*Given problem 1*.
In the forum thread about closed-reference OTU picking, what sampling depth per sample was being used when the four studies were lost?
*Given problem 2*.
Rewrite the forum thread passage starting at "I am trying" and ending at "around this problem?", putting "pooled analysis" in place of "meta-analysis".

*Text block*.
Losing studies during closed reference OTU picking

Hi,

I am trying to do a meta-analysis with 9 different studies. However, when I pass the closed reference OTU picking when SILVA and Grean Gene, I am losing 4 studies by the time I get to the core-metrics, using 1000 sequences per sample.

I think all of the reads from the samples from the 4 studies are not recognized by the closed reference sequences, resulting in no reads in any samples from the 4 missing studies.

Is this normal? Is there another way around this problem?

Thank you,
Clinton

Hi @cbippert,

Have you tried doing clustering on the individual studies so you can see what they look like? It might help to figure out where you’re losing the data.

Best,
Justine

Hi Justine,

I don’t really understand clustering the individual studies? Do you mean passing them individually through the closed reference OTU picking? No, I have not done that.

However, all the data was from previous published papers that were able to cluster their samples together.

I ended up just passing it through the regular:

qiime phylogeny align-to-tree-mafft-fasttree
–i-sequences rep-seqs.qza
–o-alignment aligned-rep-seqs.qza
–o-masked-alignment masked-aligned-rep-seqs.qza
–o-tree unrooted-tree.qza
–o-rooted-tree rooted-tree.qza

thinking that it would fail due to the different hypervariable regions, but it ended up working. I don’t know if that is correct in what I did though.

Clinton

Hi @cbippert,

When you do closed reference OTU picking, you can do it in parallel - meaning that you can pick one sample or 1M at the same time and it doesn't matter. If you're having an issue with the studies, then you should troubleshoot on those individually to solve your problem because it won't affect ht eothers.

I'm a little bit confused by thsi step. If you're doing close-reference OTU picking, then you should just use the tree associated with the closed reference OTUs. You can import the phylogeny and work from there. So, this seems like a weird step in your pipeline to me. Could you explain it fully?

Best,
Justine

Following the “Moving Pictures” tutorial, this is what I thought I should do:

qiime dada2 denoise-single \
  --i-demultiplexed-seqs single-end-demux.qza \
  --p-trim-left-f 0 \
  --p-trunc-len-f 200 \
  --o-table table.qza \
  --o-representative-sequences rep-seqs.qza \
  --o-denoising-stats denoising-stats.qza

I merged all the rep-seqs.qza and table.qza.

I then passed it through the closed-reference OTU picking. I created the reference-seqs.qza from SILVA:

qiime tools import \
  --input-path silva_132_99_16S.fna\
  --output-path reference-seqs.qza \
  --type 'FeatureData[Sequence]'
qiime vsearch cluster-features-closed-reference \
  --i-table table.qza \
  --i-sequences rep-seqs.qza \
  --i-reference-sequences reference-seqs.qza \
  --p-perc-identity 0.99 \
  --o-clustered-table table-cr-99.qza \
  --o-clustered-sequences rep-seqs-cr-99.qza \
  --o-unmatched-sequences unmatched-cr-99.qza

However, I lost all the samples from 4 of my studies here, because they don’t contain over 1000 sequences in any of the samples.

*Dataset extract*.
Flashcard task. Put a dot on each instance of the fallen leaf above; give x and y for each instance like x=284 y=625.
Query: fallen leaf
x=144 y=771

*Complete response 1*.
1000 sequences per sample.

*Complete response 2*.
I am trying to do a pooled analysis with 9 different studies. However, when I pass the closed reference OTU picking when SILVA and Grean Gene, I am losing 4 studies by the time I get to the core-metrics, using 1000 sequences per sample.

I think all of the reads from the samples from the 4 studies are not recognized by the closed reference sequences, resulting in no reads in any samples from the 4 missing studies.

Is this normal? Is there another way around this problem?